_Your goal_. Omit the pictures, but give back every entry below exactly as written.

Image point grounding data
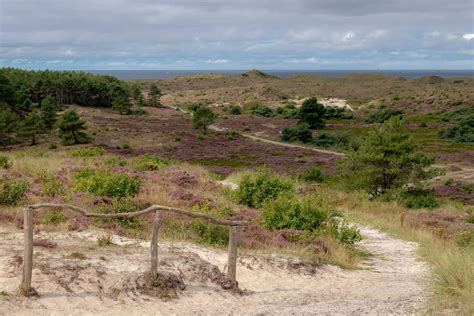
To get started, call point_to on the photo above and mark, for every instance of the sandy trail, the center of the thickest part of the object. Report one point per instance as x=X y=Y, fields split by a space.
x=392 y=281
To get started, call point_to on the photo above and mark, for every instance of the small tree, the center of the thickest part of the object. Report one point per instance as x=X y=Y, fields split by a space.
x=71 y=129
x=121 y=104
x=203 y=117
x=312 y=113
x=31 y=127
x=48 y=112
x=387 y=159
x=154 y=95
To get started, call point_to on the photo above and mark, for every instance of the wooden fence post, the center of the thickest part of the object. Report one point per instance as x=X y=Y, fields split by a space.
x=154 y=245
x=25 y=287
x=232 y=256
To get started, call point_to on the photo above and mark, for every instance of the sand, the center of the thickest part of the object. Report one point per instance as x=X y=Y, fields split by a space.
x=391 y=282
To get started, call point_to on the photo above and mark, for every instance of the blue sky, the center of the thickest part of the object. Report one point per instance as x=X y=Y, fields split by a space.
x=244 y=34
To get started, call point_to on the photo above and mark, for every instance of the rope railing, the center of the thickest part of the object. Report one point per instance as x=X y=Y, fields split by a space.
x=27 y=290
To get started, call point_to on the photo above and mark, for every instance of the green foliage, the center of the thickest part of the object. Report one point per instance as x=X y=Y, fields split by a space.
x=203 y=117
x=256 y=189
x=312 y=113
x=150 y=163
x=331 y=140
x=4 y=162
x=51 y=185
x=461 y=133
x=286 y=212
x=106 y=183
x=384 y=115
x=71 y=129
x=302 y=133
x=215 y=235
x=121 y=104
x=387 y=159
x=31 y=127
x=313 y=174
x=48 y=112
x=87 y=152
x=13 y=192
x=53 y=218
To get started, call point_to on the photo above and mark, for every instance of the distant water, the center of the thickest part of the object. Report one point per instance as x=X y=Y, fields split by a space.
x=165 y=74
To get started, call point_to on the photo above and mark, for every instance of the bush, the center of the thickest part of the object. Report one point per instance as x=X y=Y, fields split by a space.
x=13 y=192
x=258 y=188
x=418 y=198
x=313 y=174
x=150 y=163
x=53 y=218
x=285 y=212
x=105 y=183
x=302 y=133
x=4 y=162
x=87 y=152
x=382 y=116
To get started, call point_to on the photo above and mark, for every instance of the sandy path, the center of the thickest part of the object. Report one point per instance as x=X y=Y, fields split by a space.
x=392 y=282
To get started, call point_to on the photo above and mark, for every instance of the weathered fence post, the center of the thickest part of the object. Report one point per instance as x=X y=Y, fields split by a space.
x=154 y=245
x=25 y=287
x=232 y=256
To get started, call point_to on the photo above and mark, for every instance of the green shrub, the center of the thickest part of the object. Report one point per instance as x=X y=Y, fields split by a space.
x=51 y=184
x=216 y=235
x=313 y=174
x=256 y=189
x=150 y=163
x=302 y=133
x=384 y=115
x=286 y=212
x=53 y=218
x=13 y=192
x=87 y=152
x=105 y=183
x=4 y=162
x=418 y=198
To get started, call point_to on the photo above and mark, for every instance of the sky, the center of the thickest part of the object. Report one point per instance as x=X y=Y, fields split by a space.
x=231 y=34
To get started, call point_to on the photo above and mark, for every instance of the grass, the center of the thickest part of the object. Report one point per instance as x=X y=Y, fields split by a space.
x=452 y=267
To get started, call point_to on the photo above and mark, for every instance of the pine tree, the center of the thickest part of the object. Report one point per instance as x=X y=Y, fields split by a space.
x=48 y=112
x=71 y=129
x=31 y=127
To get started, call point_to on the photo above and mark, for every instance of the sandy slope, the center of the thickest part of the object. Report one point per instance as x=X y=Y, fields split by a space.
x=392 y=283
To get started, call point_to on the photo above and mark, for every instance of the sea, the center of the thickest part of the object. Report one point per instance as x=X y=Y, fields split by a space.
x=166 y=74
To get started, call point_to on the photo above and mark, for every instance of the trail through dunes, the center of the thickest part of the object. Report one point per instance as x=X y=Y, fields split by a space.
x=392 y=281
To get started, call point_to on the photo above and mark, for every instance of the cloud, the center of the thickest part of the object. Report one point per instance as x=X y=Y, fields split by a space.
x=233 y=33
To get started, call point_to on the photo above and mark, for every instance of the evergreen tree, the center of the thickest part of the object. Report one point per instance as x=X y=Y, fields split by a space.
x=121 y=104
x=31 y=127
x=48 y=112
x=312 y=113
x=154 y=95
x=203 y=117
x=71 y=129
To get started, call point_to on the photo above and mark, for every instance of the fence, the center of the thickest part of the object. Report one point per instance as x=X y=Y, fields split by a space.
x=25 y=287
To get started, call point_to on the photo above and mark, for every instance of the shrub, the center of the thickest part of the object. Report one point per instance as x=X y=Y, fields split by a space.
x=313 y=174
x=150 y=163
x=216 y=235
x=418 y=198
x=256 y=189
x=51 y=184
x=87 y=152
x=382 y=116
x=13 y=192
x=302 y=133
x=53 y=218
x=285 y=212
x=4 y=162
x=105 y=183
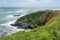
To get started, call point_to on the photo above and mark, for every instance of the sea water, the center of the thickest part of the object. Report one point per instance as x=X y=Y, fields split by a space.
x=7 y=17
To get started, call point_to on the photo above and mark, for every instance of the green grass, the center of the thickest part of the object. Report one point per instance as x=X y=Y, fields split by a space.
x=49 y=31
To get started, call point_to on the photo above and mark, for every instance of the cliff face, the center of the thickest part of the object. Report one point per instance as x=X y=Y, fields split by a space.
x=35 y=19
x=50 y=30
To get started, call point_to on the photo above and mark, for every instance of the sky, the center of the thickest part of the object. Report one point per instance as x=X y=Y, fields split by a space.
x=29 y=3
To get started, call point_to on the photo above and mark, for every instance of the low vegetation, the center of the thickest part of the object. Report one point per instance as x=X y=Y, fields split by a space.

_Result of the task_.
To get started, call point_to on the photo above and mark, for every instance of the sandy trail, the center of the thickest part of the object. Report one point per instance as x=X y=Y, fields split by a space.
x=392 y=281
To get started, call point_to on the photo above and mark, for every instance of the small tree, the center of the thickest part of the object. Report one point per instance as x=X y=Y, fields split by a space.
x=71 y=129
x=121 y=104
x=203 y=117
x=312 y=113
x=31 y=127
x=48 y=112
x=387 y=159
x=154 y=95
To get started, call point_to on the photo above and mark, for every instance of the wooden fence post, the center of the thickest part of the object. Report one point per instance as x=X y=Y, fields split by a space.
x=154 y=245
x=25 y=287
x=232 y=256
To get started, call point_to on the photo above and mark, for every instance of the sand, the center of the thickest part of the object. Report one point per instance as x=X y=Y, fields split by a space.
x=391 y=282
To get started, call point_to on the photo above and mark, for every instance of the blue sky, the center of the thickest part of the object. Report one point per instance as x=X y=Y, fields split by a space.
x=244 y=34
To get started, call point_to on the photo above and mark, for every instance of the rope railing, the center of the thickest part of the object. Report one point per instance as x=X y=Y, fields split by a space.
x=27 y=290
To get started, call point_to on the photo above and mark, for every instance of the green foliage, the center of the thickest part of the object. Report one point per instance as x=X y=Y, fields split by a space.
x=203 y=117
x=256 y=189
x=312 y=113
x=150 y=163
x=331 y=140
x=4 y=162
x=51 y=185
x=461 y=133
x=286 y=212
x=106 y=183
x=384 y=115
x=71 y=129
x=302 y=133
x=215 y=235
x=121 y=104
x=387 y=159
x=31 y=127
x=313 y=174
x=48 y=112
x=87 y=152
x=13 y=192
x=53 y=218
To get started, call point_to on the photo above and mark, for every instance of the distant water, the center of the thickest part of the object. Report one point per instance as x=X y=Y, fields split by a space.
x=165 y=74
To get started, call point_to on the photo above and mark, for every instance of the bush, the center of the thickest part of the object. Report one point per instance as x=X y=Y, fields split by a space.
x=13 y=192
x=258 y=188
x=418 y=198
x=313 y=174
x=150 y=163
x=53 y=218
x=285 y=212
x=105 y=183
x=302 y=133
x=4 y=162
x=87 y=152
x=382 y=116
To get started, call point_to on the photo above and mark, for every instance of the sandy path, the center of the thickest part of the object. Report one point per instance as x=X y=Y, fields split by a space.
x=392 y=282
To get started, call point_to on the photo above and mark, for every instance of the weathered fence post, the center of the thickest part of the object. Report one point per instance as x=X y=Y, fields split by a space.
x=154 y=245
x=25 y=287
x=232 y=256
To get started, call point_to on the photo above and mark, for every instance of the green shrub, the center of the thickest part of the object. Report one point per instance as x=X y=Y, fields split by a space.
x=51 y=184
x=216 y=235
x=313 y=174
x=256 y=189
x=150 y=163
x=302 y=133
x=384 y=115
x=286 y=212
x=53 y=218
x=13 y=192
x=87 y=152
x=105 y=183
x=4 y=162
x=418 y=198
To get started, call point_to on the photo above and mark, for every instance of the sky, the center of the thickest part of the object. Report one point per instance as x=X y=Y, fields split by a space.
x=231 y=34
To get started, call point_to on the photo above and mark, for every instance of the grass, the center of the thickest part of the object. Report one point per instance as x=X y=Y, fields split by a space.
x=452 y=267
To get started, call point_to on the photo above and mark, for every instance of the pine tree, the center of the thickest part of the object. Report one point per instance as x=X y=Y, fields split by a space.
x=48 y=112
x=71 y=129
x=31 y=127
To get started, call point_to on the photo above and mark, for every instance of the sandy slope, the center of the thickest part of the object. Report one point per instance as x=X y=Y, fields split by a space.
x=392 y=283
To get started, call point_to on the photo above and mark, for every instance of the sea, the center of the thickest part of the object. Report one point per instance as x=X y=Y, fields split by a space.
x=166 y=74
To get started, call point_to on the photo above and mark, for every instance of the trail through dunes, the center of the thickest part of the object. Report one point per instance as x=X y=Y, fields split by a space.
x=392 y=281
To get started, call point_to on the photo above and mark, for every instance of the cloud, the center of the thickest part of the object. Report one point per instance as x=X y=Y, fields split by a space.
x=233 y=33
To get started, call point_to on the photo above and mark, for every instance of the evergreen tree, the center of the thickest part of the object. Report one point per instance as x=X y=Y, fields split by a space.
x=121 y=104
x=31 y=127
x=48 y=112
x=312 y=113
x=154 y=95
x=203 y=117
x=71 y=129
To get started, call point_to on the photo above and mark, for every instance of the fence, the center of the thickest part of the object. Report one point per instance as x=X y=Y, fields split by a space.
x=25 y=287
To get started, call point_to on the photo above and mark, for every instance of the shrub, the center of the thickest part of the object. Report one point per instance as x=X y=Y, fields split by a space.
x=313 y=174
x=150 y=163
x=216 y=235
x=418 y=198
x=256 y=189
x=51 y=184
x=87 y=152
x=382 y=116
x=13 y=192
x=302 y=133
x=53 y=218
x=285 y=212
x=4 y=162
x=105 y=183
To get started, call point_to on the photo above and mark, for every instance of the sea water, the center of the thickest part of the object. Report one point per instance as x=X y=Y, fields split by a space.
x=7 y=17
To get started, call point_to on the photo above and mark, for every instance of the green grass, the center of the thickest part of the object. Report one point per instance as x=X y=Y, fields split by a space.
x=49 y=31
To get started, call point_to on the photo above and mark, for every instance of the cliff face, the center of the thickest part of the object. Report one point per instance as x=X y=Y, fields split by a space.
x=35 y=19
x=50 y=30
To get started, call point_to on the photo above and mark, for every instance of the sky, the center of the thickest part of the object. Report one point per instance as x=X y=Y, fields split by a space.
x=29 y=3
To get started, call point_to on the photo above and mark, for every instance of the low vegetation, the center of the thickest part of the object. Report one point per instance as x=X y=Y, fields split by a space.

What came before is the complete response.